Records provided –
>> begin

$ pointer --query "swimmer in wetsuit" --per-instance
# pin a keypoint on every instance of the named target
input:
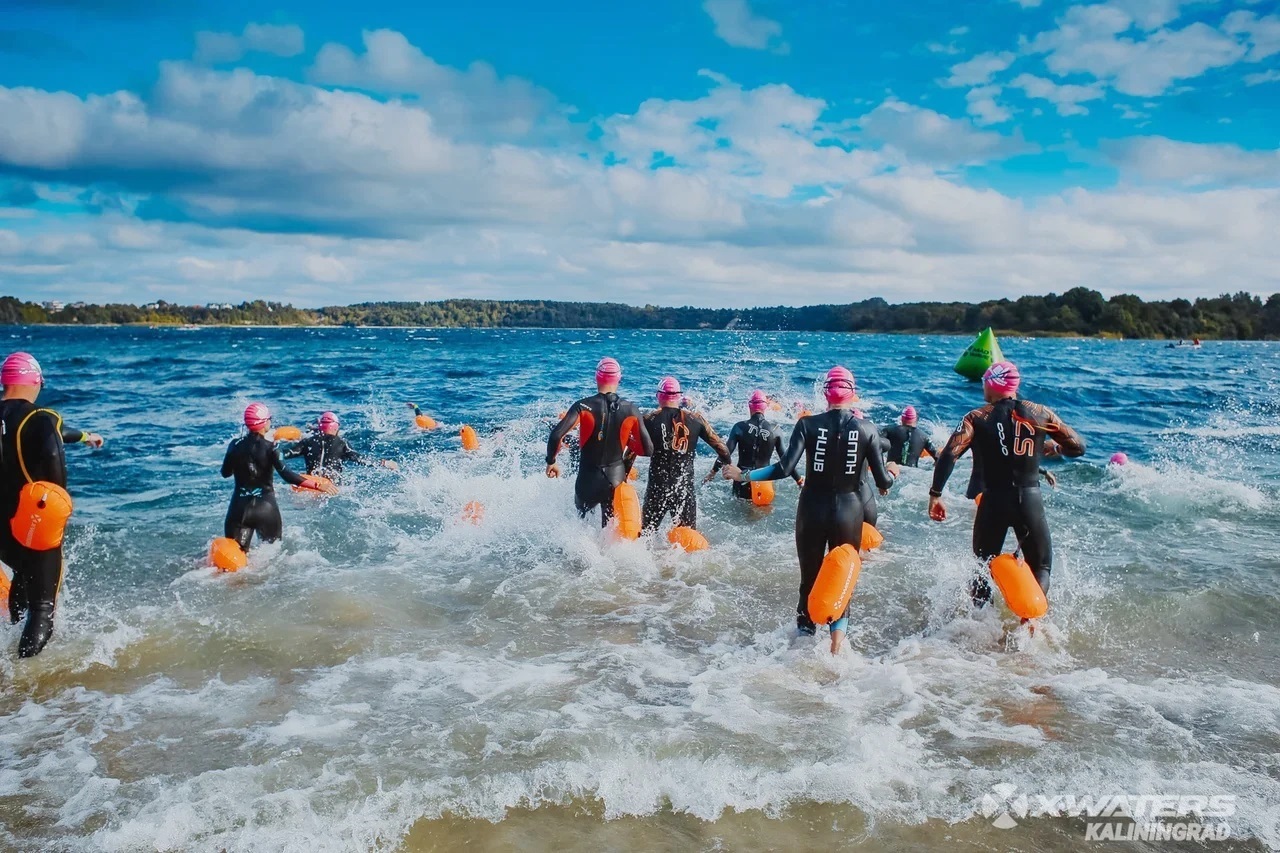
(608, 427)
(324, 451)
(31, 450)
(1008, 441)
(251, 460)
(839, 448)
(904, 442)
(675, 433)
(757, 441)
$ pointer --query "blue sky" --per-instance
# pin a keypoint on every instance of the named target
(696, 151)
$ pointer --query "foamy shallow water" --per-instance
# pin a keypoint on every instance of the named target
(393, 678)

>> end

What is expected –
Shift every answer coordinate in all the rows above by adding 49 to both its x and y values, and write out every line again, requests included. Please leave the pictures out of your answer.

Output for this task –
$ pointer --query "swimmer in wetsuit" --per-instance
# pin a keypoint on every instance of the named target
input:
(657, 476)
(373, 500)
(80, 499)
(1057, 490)
(300, 509)
(888, 497)
(953, 491)
(724, 482)
(806, 490)
$ pointer --query "blue sky" --per-instance
# pin a keypoint on every instance of the named target
(745, 200)
$ pointer --query "foamy shallow water" --per-instance
# pin a keypoint on every instance of the named target
(442, 727)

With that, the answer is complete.